Start of Block
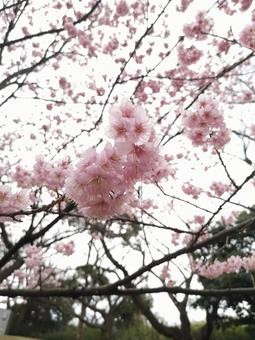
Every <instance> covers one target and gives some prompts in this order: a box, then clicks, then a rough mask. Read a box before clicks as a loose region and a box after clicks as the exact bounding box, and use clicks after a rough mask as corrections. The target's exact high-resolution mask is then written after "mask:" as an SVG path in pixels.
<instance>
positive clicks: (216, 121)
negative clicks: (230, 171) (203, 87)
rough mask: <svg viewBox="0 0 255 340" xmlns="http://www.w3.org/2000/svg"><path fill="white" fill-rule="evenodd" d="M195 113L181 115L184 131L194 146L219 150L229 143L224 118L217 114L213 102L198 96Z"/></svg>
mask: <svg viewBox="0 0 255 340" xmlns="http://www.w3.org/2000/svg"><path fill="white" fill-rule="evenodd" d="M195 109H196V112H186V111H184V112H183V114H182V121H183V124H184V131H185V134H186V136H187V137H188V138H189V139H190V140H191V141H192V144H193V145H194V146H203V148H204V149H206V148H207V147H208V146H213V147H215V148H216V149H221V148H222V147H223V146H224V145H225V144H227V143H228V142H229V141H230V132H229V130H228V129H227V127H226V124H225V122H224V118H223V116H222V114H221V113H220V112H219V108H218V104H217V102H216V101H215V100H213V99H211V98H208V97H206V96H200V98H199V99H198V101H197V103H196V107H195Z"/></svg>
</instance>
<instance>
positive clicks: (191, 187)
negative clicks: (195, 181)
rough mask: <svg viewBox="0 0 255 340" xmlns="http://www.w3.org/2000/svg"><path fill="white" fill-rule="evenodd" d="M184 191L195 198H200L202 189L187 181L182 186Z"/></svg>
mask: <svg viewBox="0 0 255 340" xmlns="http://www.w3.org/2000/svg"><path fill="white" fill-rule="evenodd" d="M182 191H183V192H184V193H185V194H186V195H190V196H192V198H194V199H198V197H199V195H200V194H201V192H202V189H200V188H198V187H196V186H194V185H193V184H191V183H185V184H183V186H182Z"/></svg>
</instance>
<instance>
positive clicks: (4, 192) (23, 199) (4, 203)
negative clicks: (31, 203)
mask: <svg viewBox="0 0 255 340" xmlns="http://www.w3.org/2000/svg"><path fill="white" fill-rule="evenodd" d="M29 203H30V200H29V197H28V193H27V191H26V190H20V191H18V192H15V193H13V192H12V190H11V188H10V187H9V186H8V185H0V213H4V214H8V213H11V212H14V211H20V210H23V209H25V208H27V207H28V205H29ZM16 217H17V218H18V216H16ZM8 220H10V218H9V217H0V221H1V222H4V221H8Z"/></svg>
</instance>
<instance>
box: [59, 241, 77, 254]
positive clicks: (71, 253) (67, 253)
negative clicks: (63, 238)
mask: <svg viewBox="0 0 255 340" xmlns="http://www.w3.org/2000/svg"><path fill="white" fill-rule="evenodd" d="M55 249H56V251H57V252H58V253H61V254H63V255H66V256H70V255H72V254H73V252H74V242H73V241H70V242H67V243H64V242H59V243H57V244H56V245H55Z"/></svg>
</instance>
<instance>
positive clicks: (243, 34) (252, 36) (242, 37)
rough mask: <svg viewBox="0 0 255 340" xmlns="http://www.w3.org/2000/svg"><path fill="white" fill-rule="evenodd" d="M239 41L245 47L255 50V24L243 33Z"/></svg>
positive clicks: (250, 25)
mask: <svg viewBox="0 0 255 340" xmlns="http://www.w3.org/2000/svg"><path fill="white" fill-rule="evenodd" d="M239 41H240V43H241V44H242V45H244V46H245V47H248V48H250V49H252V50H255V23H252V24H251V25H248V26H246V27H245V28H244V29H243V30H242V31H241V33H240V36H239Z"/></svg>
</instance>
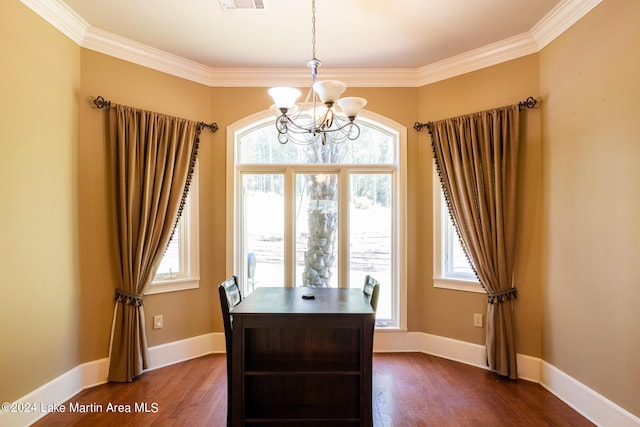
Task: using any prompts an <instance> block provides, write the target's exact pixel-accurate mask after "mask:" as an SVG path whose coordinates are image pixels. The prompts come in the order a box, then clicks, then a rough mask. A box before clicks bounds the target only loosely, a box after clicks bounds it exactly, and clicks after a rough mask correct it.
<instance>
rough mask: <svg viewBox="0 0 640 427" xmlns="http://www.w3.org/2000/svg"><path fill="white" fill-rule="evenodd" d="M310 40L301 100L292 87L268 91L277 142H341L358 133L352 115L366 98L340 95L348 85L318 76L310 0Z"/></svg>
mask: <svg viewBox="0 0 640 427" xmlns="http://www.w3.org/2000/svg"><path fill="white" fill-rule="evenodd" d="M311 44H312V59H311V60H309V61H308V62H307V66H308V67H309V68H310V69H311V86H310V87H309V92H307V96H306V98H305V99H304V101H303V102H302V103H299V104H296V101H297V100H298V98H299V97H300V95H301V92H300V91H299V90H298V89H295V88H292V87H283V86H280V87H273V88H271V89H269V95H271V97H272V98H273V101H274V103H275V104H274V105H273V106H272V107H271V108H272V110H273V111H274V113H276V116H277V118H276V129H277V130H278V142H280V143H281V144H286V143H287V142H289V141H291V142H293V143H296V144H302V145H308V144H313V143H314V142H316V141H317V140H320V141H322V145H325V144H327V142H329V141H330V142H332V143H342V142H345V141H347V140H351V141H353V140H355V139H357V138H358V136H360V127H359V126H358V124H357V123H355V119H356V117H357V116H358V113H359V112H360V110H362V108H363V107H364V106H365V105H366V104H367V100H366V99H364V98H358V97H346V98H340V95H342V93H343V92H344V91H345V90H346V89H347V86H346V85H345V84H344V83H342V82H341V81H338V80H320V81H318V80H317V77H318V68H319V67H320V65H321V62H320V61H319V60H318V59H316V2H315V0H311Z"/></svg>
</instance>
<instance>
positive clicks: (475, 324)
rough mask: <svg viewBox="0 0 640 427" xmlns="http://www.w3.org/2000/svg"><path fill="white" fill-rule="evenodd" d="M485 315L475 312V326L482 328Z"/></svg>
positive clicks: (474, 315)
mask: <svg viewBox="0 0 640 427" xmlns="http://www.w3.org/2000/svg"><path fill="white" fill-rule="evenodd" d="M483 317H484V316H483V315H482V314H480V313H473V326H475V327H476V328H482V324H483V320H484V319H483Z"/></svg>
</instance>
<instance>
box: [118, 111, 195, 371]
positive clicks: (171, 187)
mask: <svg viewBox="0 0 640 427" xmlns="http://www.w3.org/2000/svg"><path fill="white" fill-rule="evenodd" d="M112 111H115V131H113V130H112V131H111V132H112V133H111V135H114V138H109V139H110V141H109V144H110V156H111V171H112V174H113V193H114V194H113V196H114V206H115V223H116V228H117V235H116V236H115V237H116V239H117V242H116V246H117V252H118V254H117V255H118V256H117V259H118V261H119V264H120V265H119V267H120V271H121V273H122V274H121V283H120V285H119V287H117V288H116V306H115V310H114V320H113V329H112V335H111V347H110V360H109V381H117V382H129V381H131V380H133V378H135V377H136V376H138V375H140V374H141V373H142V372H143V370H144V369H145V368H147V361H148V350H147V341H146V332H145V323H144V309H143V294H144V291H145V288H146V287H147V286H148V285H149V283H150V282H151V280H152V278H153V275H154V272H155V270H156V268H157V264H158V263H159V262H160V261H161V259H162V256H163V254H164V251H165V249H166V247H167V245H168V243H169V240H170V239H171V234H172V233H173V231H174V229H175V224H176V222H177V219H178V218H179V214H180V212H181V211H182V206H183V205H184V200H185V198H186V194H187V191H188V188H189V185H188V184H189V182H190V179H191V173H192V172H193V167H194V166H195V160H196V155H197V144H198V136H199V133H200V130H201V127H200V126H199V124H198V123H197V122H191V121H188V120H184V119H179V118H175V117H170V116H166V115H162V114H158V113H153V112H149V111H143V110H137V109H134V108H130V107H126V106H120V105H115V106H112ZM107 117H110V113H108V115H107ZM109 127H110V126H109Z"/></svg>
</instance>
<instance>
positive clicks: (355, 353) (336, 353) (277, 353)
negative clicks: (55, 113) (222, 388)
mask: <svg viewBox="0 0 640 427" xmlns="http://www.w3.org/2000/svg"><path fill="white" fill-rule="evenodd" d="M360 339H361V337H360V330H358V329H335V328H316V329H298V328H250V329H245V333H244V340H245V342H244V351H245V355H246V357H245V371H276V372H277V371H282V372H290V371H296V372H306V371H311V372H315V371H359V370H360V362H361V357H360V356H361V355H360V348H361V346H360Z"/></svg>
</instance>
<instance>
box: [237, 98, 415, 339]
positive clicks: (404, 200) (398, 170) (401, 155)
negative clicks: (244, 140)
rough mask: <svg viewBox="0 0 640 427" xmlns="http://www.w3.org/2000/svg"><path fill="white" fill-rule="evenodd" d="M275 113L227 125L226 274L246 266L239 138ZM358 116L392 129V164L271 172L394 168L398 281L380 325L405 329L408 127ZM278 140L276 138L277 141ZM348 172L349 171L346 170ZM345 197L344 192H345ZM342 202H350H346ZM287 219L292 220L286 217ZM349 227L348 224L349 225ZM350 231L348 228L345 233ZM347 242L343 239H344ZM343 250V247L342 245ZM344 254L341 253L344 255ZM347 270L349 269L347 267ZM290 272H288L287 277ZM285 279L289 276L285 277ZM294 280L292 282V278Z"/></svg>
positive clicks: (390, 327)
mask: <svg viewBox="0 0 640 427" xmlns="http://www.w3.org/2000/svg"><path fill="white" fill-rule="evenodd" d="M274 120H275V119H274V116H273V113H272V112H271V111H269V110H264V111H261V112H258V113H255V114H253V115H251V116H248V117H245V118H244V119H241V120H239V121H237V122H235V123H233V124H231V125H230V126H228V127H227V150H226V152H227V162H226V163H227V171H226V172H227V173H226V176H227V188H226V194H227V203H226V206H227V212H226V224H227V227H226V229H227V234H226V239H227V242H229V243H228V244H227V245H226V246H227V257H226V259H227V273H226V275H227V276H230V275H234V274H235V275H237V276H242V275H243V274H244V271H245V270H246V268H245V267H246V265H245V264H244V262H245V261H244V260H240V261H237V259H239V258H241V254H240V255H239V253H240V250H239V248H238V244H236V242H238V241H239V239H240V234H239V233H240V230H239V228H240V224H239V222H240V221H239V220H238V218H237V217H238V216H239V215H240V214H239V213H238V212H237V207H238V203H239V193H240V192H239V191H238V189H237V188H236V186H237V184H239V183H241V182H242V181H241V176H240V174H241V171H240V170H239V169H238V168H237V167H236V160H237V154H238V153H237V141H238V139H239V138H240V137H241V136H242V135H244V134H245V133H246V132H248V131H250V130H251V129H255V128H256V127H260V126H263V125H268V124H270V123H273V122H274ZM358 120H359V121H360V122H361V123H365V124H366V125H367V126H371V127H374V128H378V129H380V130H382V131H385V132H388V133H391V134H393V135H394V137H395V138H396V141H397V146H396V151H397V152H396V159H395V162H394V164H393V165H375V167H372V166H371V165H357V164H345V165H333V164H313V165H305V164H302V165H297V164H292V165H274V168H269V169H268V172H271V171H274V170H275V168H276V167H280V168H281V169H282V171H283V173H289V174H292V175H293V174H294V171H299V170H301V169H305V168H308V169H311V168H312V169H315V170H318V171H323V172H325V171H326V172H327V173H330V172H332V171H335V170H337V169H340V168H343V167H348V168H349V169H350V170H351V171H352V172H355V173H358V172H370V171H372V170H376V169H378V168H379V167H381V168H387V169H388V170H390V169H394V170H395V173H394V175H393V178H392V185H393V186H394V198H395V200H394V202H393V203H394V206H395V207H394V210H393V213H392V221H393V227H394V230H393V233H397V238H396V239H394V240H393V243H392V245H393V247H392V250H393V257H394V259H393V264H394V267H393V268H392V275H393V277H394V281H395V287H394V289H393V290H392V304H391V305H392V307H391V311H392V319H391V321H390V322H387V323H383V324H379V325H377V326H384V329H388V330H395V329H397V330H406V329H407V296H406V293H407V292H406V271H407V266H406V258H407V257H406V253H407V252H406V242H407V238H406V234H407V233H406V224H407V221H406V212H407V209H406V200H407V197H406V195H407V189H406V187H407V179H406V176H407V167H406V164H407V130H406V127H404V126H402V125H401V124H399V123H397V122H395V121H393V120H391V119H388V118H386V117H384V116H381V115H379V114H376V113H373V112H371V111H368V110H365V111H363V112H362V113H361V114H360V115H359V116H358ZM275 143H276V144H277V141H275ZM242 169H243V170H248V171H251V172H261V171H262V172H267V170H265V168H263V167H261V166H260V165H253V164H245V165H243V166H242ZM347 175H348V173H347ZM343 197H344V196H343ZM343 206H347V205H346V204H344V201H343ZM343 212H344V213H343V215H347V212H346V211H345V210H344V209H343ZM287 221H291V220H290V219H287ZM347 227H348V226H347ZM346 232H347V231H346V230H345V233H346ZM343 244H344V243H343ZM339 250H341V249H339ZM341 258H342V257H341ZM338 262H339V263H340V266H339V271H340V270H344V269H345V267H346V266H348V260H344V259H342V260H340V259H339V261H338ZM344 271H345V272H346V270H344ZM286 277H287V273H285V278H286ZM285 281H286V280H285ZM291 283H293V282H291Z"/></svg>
End of Block
Required work:
Starting from the beginning of the data and stopping after the line that contains "negative clicks: (230, 171) (203, 87)", rewrite those lines with "loose region" replaced by "coarse region" and everything else left unchanged. Leave the pictures out of your answer.

Solution:
Every <instance> covers one target and gives some prompts in this order: a box, then clicks, then a rough mask. Read a box before clicks as a coarse region and a box after clicks as the exact bounding box, and use clicks after a rough mask as corrections. The target's exact high-resolution mask is then written after "mask:" as an SVG path in pixels.
<instance>
positive clicks: (216, 121)
negative clicks: (230, 171) (203, 87)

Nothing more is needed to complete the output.